+++ MATERIALS PROVIDED +++

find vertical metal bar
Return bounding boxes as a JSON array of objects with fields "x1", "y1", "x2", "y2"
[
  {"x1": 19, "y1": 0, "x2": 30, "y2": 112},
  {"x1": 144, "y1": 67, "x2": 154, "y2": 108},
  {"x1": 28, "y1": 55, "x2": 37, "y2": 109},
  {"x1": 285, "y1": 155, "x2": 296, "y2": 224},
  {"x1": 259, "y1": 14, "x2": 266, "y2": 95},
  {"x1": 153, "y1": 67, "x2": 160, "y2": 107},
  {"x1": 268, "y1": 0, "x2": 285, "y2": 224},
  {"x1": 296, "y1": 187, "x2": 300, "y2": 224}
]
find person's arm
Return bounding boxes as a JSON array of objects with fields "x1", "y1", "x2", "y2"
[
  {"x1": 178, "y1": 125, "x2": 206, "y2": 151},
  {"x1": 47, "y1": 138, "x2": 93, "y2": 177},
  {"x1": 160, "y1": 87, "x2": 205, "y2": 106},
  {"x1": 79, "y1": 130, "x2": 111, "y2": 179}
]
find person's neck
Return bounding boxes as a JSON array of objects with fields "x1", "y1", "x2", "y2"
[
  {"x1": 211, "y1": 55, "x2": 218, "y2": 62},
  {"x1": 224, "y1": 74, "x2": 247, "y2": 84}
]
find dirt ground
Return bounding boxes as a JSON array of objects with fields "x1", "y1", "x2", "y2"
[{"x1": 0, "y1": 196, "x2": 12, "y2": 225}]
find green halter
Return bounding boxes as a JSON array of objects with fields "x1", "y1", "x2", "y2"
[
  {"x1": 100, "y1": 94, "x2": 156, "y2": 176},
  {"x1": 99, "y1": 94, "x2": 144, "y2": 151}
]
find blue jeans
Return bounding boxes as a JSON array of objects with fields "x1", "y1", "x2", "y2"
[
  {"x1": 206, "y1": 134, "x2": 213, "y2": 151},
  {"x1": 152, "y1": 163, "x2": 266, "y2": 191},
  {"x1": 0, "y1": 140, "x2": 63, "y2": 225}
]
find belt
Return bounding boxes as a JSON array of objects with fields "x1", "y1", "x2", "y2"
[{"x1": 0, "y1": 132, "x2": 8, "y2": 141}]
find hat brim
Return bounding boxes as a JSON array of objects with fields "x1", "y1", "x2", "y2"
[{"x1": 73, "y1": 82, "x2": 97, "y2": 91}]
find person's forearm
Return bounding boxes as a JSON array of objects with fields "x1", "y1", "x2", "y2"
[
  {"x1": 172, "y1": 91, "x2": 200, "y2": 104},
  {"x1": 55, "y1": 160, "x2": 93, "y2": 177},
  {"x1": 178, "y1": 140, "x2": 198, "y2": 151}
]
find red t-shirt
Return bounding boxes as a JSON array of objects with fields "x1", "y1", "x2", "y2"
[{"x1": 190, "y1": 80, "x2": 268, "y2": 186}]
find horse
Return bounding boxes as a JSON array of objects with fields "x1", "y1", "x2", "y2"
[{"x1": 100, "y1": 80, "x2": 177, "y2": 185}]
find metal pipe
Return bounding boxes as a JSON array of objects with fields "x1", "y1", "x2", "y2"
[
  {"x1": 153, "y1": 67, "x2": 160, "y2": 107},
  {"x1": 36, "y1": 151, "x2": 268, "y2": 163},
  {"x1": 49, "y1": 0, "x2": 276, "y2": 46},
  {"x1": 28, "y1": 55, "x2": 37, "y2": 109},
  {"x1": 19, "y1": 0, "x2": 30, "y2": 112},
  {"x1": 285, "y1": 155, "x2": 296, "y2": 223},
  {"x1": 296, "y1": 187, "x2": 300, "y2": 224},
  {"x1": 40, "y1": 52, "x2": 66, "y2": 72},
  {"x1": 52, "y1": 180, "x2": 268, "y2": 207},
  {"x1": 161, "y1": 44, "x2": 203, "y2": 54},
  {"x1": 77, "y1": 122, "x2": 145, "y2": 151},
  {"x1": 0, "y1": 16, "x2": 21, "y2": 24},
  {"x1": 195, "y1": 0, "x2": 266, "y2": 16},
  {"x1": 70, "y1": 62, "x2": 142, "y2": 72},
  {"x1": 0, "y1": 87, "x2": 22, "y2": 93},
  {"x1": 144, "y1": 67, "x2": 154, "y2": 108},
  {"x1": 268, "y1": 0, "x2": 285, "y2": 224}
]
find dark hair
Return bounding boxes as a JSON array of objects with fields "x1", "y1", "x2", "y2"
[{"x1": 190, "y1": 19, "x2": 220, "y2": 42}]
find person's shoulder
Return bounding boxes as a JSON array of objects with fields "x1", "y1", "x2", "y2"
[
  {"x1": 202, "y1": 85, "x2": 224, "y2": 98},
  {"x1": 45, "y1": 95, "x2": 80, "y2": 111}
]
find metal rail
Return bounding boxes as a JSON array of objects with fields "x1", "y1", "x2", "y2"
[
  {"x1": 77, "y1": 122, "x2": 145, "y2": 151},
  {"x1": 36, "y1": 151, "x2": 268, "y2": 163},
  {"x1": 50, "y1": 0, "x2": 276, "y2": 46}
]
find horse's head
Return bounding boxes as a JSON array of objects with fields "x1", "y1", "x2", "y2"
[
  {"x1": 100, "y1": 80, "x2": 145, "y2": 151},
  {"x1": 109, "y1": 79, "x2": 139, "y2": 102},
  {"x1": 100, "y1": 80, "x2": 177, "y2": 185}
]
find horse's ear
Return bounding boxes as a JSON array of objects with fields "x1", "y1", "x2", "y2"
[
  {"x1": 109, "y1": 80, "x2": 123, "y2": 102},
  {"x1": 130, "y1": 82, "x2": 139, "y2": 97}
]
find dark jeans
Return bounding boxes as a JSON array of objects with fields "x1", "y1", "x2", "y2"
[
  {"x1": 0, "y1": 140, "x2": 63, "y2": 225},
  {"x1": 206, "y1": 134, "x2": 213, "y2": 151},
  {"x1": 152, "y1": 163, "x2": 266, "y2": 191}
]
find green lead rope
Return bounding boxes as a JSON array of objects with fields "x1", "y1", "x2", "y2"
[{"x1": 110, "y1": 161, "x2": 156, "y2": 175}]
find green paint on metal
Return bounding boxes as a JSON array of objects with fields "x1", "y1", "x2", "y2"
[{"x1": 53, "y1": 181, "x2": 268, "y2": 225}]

+++

Where the line containing "find green lead rope" appears, start copying, and go on exactly through the last line of the data.

EXERCISE RESPONSE:
find green lead rope
Return bounding boxes as a JSON array of objects with fields "x1", "y1", "x2", "y2"
[{"x1": 110, "y1": 161, "x2": 156, "y2": 175}]
find green paint on metal
Return bounding boxes as a JSON array of objects with fields "x1", "y1", "x2", "y2"
[{"x1": 53, "y1": 181, "x2": 268, "y2": 225}]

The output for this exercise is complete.